I wouldn't remove the words "Scientist" or "Android" either. It would be easier that way, of course, but then that would ruin the lyrics, in my opinion. If I'm going to translate these lyrics, I want to do it right. Especially now that I'm understanding more and more of this song. I think it's a shame that I can't grasp the full meaning of this song yet because my Japanese is so bad.



> I believe the writer has his own English lyrics for their "Black Mass" overseas, maybe it is a good idea that you check their website (they have English site too) and maybe ask them directly about it there if you are (or can pretend to be) their fan, although I am not at all sure if they would reply or not. I have heard that the writer/the vocalist is good at English as he spent his childhood in the States.



I found the lyrics of the English version of the song yesterday and I guess the English equivalent of the lines we're discussing would be this: 

"Rust is never seen but there's no vitality,
*Stars are jealously fading to black*"

The English version obviously wasn't translated directly. It's _very_ different to the Japanese original, so I can't use that as help. And I think that even if I ask them directly, I won't get an answer. Maybe I could find a fan on their facebook fan page that would explain the song to me.


----------



## Flaminius

Re 着飾る (_kikazaru_), you wrote:


Murasaki B said:


> I have to trust other people's opinion and right now, I honestly don't know what to think about this line. I don't want to believe it's wrong either (what song writer would write a line that doesn't make sense?), but when four or five people tell me the line doesn't make sense, I can't help but wonder.


While there are instances on the 'Net how _kikazaru_ is used intransitively (_tsume-o, iPhone-o, jibun-o kikazaru_; _chīsana ko-o kōkana fuku-de kikazaru_), it is still a colloquialism with limited usage.

### Material for this task
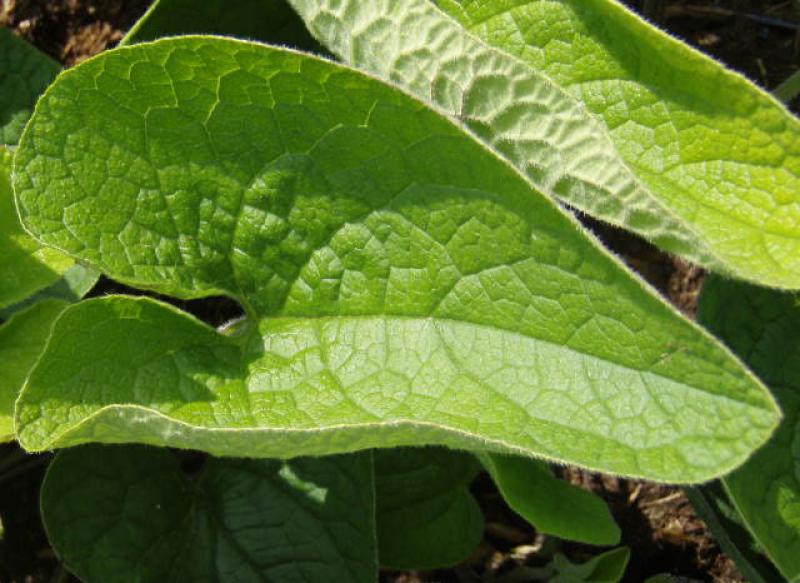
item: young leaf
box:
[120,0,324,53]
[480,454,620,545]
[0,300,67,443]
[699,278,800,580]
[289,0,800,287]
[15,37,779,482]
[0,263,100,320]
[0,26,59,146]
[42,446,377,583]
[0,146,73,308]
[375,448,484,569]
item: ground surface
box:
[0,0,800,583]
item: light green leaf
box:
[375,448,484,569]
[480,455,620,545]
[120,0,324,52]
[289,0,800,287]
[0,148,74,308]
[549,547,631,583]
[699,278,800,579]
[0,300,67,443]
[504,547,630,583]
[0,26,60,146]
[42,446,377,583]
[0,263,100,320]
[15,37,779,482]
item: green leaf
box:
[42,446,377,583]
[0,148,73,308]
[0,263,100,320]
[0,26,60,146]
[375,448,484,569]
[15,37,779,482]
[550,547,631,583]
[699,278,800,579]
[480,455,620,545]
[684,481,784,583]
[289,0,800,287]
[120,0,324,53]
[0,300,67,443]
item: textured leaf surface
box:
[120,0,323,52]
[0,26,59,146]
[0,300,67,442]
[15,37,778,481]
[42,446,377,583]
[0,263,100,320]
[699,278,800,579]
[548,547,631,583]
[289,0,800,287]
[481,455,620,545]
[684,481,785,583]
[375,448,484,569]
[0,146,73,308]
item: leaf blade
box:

### Work instructions
1. In the lyrics thread, why can't the poster use the English version of the song as help?
2. Rewrite all the records line by line, including the item lines, and add 139 to every box coordinate. Leave out the pictures.
The forum text and the records are unrelated material.

### Task answers
1. The English version wasn't translated directly from the Japanese. It is very different from the Japanese original.

2.
item: young leaf
box:
[259,139,463,192]
[619,593,759,684]
[139,439,206,582]
[838,417,939,719]
[428,139,939,426]
[154,176,918,621]
[139,402,239,459]
[139,165,198,285]
[181,585,516,722]
[139,285,212,447]
[514,587,623,708]
item: ground surface
box:
[139,139,939,722]
item: light green leaf
box:
[514,587,623,708]
[619,594,759,684]
[259,139,463,191]
[428,139,939,426]
[139,287,213,447]
[688,686,770,722]
[838,417,939,718]
[139,439,206,582]
[643,686,769,722]
[139,165,199,285]
[181,585,516,722]
[139,402,239,459]
[154,176,918,621]
item: green leaf
box:
[181,585,516,722]
[139,287,212,447]
[139,402,239,459]
[139,165,199,285]
[514,587,623,708]
[154,176,918,621]
[689,686,770,722]
[838,417,939,718]
[619,594,759,684]
[823,620,923,722]
[428,139,939,426]
[259,139,463,192]
[139,439,206,582]
item: textured leaf surface
box:
[259,139,462,191]
[139,165,198,285]
[139,439,206,581]
[154,176,917,620]
[181,585,516,722]
[139,402,239,459]
[838,417,939,718]
[687,686,770,722]
[428,139,939,426]
[620,594,759,684]
[823,620,924,722]
[514,587,623,708]
[139,285,212,447]
item: leaf blade
box:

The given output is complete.